# start of Dataset content
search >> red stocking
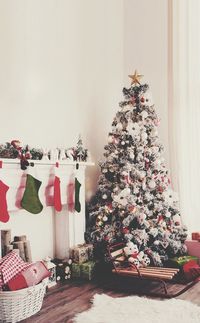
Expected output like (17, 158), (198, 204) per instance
(54, 165), (62, 212)
(67, 181), (75, 212)
(0, 181), (10, 223)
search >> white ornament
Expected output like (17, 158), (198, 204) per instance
(103, 215), (108, 222)
(148, 180), (156, 189)
(141, 110), (148, 119)
(116, 122), (123, 131)
(129, 151), (135, 159)
(141, 132), (148, 141)
(151, 128), (158, 137)
(127, 122), (140, 137)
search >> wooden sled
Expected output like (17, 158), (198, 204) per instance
(108, 243), (197, 298)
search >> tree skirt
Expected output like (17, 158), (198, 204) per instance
(74, 294), (200, 323)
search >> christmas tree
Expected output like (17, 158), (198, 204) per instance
(88, 71), (187, 266)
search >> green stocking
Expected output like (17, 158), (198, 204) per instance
(21, 174), (43, 214)
(75, 178), (81, 212)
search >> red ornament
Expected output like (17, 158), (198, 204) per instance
(122, 228), (130, 234)
(25, 151), (32, 159)
(11, 139), (22, 150)
(158, 215), (163, 223)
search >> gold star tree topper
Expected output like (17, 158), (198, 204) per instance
(129, 70), (143, 85)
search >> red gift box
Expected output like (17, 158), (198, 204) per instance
(8, 261), (51, 291)
(0, 251), (30, 290)
(192, 232), (200, 241)
(183, 260), (200, 281)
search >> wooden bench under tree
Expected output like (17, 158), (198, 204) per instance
(108, 243), (183, 296)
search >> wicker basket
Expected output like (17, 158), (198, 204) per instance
(0, 279), (48, 323)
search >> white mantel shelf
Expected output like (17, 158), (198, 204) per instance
(0, 158), (95, 261)
(0, 158), (95, 166)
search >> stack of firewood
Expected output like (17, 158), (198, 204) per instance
(113, 267), (179, 280)
(1, 230), (32, 262)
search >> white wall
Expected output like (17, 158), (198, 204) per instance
(0, 0), (168, 260)
(124, 0), (169, 164)
(0, 0), (123, 259)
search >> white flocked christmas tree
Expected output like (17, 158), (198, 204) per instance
(88, 71), (187, 266)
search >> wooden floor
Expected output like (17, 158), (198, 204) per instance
(22, 281), (200, 323)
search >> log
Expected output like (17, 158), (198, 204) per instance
(1, 229), (11, 257)
(24, 240), (32, 262)
(146, 266), (180, 272)
(13, 241), (26, 261)
(130, 267), (177, 275)
(14, 235), (26, 242)
(112, 269), (174, 280)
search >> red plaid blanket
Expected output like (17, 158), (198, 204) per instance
(0, 251), (30, 290)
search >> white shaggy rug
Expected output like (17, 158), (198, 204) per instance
(74, 294), (200, 323)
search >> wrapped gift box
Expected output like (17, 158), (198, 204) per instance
(70, 245), (88, 264)
(72, 261), (95, 280)
(70, 243), (93, 264)
(192, 232), (200, 241)
(85, 243), (94, 260)
(169, 256), (198, 268)
(72, 263), (81, 278)
(185, 240), (200, 258)
(81, 261), (95, 280)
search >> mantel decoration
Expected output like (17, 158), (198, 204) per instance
(0, 136), (88, 166)
(0, 136), (89, 223)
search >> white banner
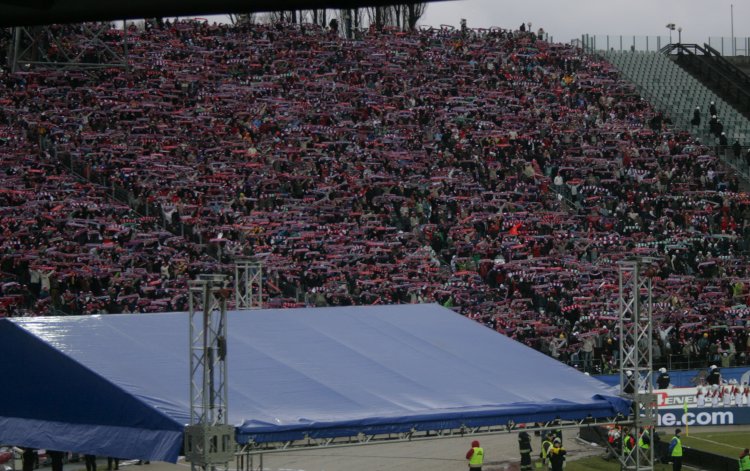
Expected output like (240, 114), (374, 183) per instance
(654, 385), (750, 409)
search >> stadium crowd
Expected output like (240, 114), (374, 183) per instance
(0, 21), (750, 372)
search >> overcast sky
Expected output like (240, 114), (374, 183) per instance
(421, 0), (750, 44)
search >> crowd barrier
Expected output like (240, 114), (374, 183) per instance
(595, 366), (750, 388)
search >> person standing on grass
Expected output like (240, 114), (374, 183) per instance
(669, 429), (682, 471)
(740, 448), (750, 471)
(549, 438), (568, 471)
(466, 440), (484, 471)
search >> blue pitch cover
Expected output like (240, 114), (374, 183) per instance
(0, 304), (629, 461)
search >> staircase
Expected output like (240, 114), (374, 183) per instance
(601, 51), (750, 145)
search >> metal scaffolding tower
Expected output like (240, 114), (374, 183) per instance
(234, 260), (263, 310)
(185, 275), (236, 471)
(619, 260), (657, 470)
(8, 22), (128, 72)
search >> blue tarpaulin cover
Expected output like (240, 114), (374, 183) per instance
(0, 304), (629, 461)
# end of Dataset content
Rewrite all the items above, replacing "Expected output like" with "Give coordinates in the form" and leaving everything else as it is. Leave the pictures out of your version.

▸ The completed task
search >> red stocking
Give coordinates in the form (17, 158), (198, 204) per instance
(54, 165), (62, 212)
(67, 181), (75, 212)
(0, 181), (10, 223)
search >> white ornament
Give coordinates in the form (17, 158), (198, 204) per instance
(103, 215), (108, 222)
(148, 180), (156, 189)
(141, 110), (148, 119)
(116, 122), (123, 131)
(129, 151), (135, 159)
(141, 132), (148, 141)
(151, 128), (158, 137)
(127, 122), (140, 137)
search >> wooden sled
Give coordinates in the form (17, 158), (198, 204) per instance
(108, 243), (197, 298)
search >> tree skirt
Give coordinates in the form (17, 158), (198, 204) per instance
(74, 294), (200, 323)
search >> christmas tree
Give coordinates in the form (17, 158), (198, 204) per instance
(88, 71), (187, 266)
search >> green stocking
Give coordinates in the form (17, 158), (198, 204) per instance
(21, 174), (43, 214)
(75, 178), (81, 212)
search >> red ornament
Give coordinates in the form (17, 158), (198, 204) per instance
(122, 228), (130, 234)
(25, 151), (32, 159)
(11, 139), (22, 150)
(158, 215), (163, 223)
search >> gold star tree topper
Give coordinates in the form (17, 158), (198, 204) per instance
(129, 70), (143, 85)
search >> red gift box
Give coordinates in the form (17, 158), (198, 204) per instance
(8, 261), (51, 291)
(0, 251), (30, 290)
(192, 232), (200, 241)
(183, 260), (200, 281)
search >> wooden bench under tree
Give coordinates in the form (17, 158), (198, 204) per instance
(108, 243), (183, 296)
search >> wicker basket
Give coordinates in the form (17, 158), (198, 204) per instance
(0, 279), (48, 323)
search >> white mantel shelf
Give coordinates in the form (17, 158), (198, 204) per instance
(0, 158), (95, 261)
(0, 158), (95, 166)
search >> stack of firewood
Give coordinates in the form (17, 158), (198, 204) per instance
(113, 267), (179, 280)
(1, 230), (32, 262)
search >> white wall
Give coordinates in the form (17, 158), (198, 204) per instance
(0, 0), (168, 260)
(124, 0), (169, 164)
(0, 0), (123, 259)
search >> white flocked christmas tree
Give coordinates in the form (17, 158), (198, 204) per instance
(88, 71), (187, 266)
search >> wooden floor
Give coordinates in the form (17, 158), (198, 204) per instance
(22, 281), (200, 323)
search >> log
Give coordinates in the form (17, 158), (198, 204) per instance
(1, 229), (11, 257)
(24, 240), (32, 262)
(146, 266), (180, 272)
(13, 241), (26, 261)
(130, 267), (177, 275)
(14, 235), (26, 242)
(112, 269), (174, 280)
search >> red plaid blanket
Give coordinates in the form (17, 158), (198, 204) per instance
(0, 251), (30, 290)
search >> white shaggy rug
Give coordinates in the form (17, 158), (198, 204) per instance
(74, 294), (200, 323)
search >> wrapped gift box
Give coordinates in the form (17, 158), (198, 204) per instance
(70, 245), (88, 264)
(72, 261), (95, 280)
(70, 243), (93, 264)
(192, 232), (200, 241)
(85, 243), (94, 260)
(169, 256), (198, 268)
(72, 263), (81, 278)
(185, 240), (200, 258)
(81, 261), (95, 280)
search >> mantel decoration
Give coordinates in the form (17, 158), (198, 204) per instance
(0, 136), (88, 166)
(0, 136), (89, 223)
search >> white banner
Give coordinates in the form (240, 114), (374, 183) per instance
(654, 385), (750, 409)
search >> stadium crowd
Give coordinates in the form (240, 114), (374, 183) per instance
(0, 21), (750, 372)
search >> overcast sky
Give coordinates in the form (240, 114), (374, 183) per instance
(421, 0), (750, 44)
search >> crowd barrier
Give coordinates in the form (240, 114), (374, 183) per instance
(595, 366), (750, 388)
search >> person standing on grass
Give coordinates in the form (240, 114), (374, 183) per instance
(669, 429), (682, 471)
(740, 448), (750, 471)
(549, 438), (568, 471)
(466, 440), (484, 471)
search >> blue pitch cover
Give coordinates in the form (240, 114), (374, 183) per instance
(0, 304), (629, 461)
search >> staircase
Give coordinates in the form (240, 114), (374, 183) per instance
(601, 51), (750, 145)
search >> metal scaffolding tower
Give coordinates in the form (240, 114), (374, 183) per instance
(234, 260), (263, 310)
(185, 275), (236, 471)
(619, 260), (657, 470)
(8, 22), (128, 72)
search >> blue tarpaulin cover
Give coordinates in the form (240, 114), (374, 183) per instance
(0, 304), (629, 461)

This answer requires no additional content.